THE REQUEST |
Could the lines from the one with "the stair stringer?" through the end of the listing be restated exactly, with nothing else included?

>> START

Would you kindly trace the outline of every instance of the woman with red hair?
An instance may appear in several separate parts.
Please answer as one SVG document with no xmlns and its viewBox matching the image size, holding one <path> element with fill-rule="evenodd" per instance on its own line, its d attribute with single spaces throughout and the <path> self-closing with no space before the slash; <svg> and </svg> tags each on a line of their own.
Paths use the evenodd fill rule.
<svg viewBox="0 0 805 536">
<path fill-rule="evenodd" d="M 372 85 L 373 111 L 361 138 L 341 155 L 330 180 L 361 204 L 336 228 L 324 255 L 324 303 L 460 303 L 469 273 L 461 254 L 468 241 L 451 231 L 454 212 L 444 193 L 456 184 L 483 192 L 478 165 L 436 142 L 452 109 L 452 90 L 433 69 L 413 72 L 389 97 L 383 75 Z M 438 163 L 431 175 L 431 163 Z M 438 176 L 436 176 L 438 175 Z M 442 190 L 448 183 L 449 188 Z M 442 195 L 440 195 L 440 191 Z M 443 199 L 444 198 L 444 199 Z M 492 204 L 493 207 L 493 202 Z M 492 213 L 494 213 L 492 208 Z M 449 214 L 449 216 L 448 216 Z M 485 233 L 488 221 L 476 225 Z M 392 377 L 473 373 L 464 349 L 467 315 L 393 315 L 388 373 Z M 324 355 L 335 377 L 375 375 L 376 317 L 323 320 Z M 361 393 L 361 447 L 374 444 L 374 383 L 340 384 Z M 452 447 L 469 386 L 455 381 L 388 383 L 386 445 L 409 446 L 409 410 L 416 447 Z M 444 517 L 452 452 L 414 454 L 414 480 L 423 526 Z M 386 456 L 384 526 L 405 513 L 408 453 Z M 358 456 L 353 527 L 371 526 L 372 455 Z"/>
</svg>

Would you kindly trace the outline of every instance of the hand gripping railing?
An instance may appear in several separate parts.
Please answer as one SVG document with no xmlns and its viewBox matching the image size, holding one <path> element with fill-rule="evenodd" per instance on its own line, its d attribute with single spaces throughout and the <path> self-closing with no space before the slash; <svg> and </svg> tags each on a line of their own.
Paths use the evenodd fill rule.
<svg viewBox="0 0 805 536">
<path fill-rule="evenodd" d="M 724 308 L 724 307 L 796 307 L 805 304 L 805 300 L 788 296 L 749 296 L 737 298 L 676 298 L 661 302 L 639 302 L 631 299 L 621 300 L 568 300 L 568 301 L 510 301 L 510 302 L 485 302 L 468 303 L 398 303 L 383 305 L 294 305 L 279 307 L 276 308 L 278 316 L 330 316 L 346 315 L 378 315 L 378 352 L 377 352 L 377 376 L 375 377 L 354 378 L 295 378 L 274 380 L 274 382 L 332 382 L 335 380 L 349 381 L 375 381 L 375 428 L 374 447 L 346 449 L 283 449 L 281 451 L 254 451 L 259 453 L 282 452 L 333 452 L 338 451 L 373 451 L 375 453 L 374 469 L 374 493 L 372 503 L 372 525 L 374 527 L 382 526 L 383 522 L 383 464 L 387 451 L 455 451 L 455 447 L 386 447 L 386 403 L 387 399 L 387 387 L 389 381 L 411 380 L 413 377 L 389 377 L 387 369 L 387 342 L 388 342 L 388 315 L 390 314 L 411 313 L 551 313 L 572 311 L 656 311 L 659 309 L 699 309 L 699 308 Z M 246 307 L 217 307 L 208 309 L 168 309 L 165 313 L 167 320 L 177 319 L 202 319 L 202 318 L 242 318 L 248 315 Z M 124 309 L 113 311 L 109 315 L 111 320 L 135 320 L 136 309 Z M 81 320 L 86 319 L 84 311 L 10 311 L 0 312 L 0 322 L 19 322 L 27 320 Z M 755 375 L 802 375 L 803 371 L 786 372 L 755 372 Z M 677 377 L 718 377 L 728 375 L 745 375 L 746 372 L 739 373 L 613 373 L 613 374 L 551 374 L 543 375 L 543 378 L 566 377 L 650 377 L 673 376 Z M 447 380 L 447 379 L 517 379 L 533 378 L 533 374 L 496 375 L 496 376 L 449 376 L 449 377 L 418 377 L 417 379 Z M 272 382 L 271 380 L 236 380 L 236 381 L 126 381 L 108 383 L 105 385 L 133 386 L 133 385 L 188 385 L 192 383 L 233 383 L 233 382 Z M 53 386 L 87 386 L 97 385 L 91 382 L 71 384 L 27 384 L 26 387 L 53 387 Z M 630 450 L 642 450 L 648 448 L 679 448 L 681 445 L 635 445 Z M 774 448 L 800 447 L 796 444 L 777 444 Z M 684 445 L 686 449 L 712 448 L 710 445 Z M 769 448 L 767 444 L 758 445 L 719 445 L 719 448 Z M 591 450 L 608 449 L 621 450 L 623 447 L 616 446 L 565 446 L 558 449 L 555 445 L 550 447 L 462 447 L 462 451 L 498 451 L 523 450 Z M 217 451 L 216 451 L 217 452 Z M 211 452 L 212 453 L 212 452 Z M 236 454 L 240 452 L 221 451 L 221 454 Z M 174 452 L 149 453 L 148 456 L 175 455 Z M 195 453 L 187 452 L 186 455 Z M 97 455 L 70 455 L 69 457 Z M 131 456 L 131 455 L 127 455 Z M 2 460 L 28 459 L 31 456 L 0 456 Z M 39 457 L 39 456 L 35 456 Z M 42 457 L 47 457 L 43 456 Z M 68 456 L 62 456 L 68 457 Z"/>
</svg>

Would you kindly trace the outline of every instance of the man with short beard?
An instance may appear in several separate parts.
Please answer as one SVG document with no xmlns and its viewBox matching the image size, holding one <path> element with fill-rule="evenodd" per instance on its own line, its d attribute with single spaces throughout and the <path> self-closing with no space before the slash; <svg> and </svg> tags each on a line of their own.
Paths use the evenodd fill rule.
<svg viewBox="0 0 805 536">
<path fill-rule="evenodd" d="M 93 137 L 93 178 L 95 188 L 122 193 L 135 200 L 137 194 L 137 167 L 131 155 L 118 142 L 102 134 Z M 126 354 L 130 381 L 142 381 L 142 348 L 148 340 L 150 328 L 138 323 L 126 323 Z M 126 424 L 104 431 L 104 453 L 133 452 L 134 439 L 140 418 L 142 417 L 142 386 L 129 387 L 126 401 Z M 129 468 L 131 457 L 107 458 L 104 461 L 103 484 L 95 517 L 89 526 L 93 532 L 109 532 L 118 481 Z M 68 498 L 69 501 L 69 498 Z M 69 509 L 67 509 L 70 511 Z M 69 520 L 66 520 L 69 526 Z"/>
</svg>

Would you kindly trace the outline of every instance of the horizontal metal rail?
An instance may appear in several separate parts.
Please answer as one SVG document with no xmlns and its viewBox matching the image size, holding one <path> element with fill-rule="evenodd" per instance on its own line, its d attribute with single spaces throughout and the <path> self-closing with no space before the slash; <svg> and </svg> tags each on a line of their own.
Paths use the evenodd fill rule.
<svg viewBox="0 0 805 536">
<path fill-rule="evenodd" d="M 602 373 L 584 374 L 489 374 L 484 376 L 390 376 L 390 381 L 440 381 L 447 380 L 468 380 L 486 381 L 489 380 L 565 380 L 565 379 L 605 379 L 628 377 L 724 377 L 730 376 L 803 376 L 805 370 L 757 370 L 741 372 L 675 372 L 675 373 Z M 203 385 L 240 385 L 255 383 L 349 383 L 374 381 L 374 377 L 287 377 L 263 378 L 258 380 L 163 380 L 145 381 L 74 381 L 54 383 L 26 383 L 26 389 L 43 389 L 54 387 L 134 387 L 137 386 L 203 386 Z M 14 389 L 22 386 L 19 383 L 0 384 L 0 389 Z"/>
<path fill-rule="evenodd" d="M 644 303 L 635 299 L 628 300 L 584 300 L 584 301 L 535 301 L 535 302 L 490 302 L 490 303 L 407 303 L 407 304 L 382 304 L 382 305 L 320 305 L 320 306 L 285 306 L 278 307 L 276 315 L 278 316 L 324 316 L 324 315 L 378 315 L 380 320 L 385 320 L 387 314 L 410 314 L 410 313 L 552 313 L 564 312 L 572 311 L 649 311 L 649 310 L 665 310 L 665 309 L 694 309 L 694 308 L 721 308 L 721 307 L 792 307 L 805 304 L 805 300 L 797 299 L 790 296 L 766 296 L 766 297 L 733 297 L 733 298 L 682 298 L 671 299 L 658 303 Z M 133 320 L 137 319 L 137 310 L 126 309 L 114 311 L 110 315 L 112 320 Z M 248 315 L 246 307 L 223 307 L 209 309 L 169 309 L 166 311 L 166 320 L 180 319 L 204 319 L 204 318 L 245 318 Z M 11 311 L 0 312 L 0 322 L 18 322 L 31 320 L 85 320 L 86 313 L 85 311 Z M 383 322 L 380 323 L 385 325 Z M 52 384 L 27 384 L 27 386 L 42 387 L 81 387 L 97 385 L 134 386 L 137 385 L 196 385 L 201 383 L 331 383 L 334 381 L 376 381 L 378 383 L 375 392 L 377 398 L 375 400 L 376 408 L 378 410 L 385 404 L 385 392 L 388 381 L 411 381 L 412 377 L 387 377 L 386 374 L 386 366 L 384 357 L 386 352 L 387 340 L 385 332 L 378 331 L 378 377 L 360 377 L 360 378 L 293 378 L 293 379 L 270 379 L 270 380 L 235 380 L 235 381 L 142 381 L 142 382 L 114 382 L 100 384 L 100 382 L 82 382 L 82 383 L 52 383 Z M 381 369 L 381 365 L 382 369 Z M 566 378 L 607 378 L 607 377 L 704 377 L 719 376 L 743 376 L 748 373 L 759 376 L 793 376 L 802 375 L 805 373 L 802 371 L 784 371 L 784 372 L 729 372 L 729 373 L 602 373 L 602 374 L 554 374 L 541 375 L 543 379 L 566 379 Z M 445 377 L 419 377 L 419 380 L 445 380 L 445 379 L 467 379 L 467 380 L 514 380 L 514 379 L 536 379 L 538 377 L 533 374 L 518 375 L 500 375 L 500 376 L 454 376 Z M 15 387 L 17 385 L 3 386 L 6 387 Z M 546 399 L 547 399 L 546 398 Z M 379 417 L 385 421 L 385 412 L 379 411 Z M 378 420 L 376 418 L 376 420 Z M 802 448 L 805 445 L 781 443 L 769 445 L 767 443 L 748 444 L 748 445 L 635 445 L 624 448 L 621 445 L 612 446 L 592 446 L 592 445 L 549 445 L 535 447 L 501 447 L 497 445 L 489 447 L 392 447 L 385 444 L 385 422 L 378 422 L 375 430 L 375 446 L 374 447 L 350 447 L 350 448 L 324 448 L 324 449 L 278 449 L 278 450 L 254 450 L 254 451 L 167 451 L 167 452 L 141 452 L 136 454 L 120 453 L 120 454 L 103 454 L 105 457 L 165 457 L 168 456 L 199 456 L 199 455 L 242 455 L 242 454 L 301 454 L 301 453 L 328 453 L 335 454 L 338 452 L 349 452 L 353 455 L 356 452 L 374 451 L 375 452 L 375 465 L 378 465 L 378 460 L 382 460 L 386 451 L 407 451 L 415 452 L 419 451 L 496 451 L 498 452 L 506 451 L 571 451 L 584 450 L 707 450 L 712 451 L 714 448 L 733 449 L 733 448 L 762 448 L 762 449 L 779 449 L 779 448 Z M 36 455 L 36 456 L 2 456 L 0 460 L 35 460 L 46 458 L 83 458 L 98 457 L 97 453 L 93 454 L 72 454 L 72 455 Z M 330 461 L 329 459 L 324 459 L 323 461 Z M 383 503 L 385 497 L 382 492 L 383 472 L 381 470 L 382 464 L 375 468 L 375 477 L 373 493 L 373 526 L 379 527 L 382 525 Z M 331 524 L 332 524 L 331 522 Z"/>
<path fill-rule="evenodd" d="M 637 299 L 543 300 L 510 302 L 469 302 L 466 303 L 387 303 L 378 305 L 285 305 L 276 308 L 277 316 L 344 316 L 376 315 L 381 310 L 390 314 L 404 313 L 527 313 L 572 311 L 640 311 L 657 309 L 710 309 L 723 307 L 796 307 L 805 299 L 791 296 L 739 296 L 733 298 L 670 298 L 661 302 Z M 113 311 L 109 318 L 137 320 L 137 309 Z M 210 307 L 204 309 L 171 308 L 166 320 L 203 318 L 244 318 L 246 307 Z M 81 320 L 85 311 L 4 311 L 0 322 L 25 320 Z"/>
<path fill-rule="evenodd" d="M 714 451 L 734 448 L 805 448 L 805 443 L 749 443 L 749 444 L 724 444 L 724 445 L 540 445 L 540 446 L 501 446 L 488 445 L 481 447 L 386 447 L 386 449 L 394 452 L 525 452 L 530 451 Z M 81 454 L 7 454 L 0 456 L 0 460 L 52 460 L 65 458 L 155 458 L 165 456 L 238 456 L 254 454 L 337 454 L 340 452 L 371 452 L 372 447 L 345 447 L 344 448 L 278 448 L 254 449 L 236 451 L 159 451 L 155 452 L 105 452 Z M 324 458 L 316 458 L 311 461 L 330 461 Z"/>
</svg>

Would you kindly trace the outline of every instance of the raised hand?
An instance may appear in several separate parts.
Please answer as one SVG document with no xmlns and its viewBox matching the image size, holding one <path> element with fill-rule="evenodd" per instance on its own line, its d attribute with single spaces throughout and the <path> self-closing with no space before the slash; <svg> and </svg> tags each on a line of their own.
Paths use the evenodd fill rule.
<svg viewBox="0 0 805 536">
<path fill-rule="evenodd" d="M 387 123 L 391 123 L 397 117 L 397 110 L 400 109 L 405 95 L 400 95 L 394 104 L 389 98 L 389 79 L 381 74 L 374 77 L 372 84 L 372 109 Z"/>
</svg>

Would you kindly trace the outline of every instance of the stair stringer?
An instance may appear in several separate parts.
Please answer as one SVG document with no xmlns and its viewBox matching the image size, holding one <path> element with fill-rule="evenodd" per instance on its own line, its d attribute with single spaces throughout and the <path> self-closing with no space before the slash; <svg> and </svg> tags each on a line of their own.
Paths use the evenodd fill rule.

>> END

OUTPUT OF THE TASK |
Would you kindly trace the outline of every instance of the stair stringer?
An instance may appear in several separate parts.
Please answer as one SVG document with no xmlns and its viewBox matching the image size, holding one <path> element with fill-rule="evenodd" per instance on its own line, its d attribute with single spaces throughout and the <path> self-closing with no space before the slash; <svg> and </svg> tags each on a line of their own.
Paths use the evenodd fill rule.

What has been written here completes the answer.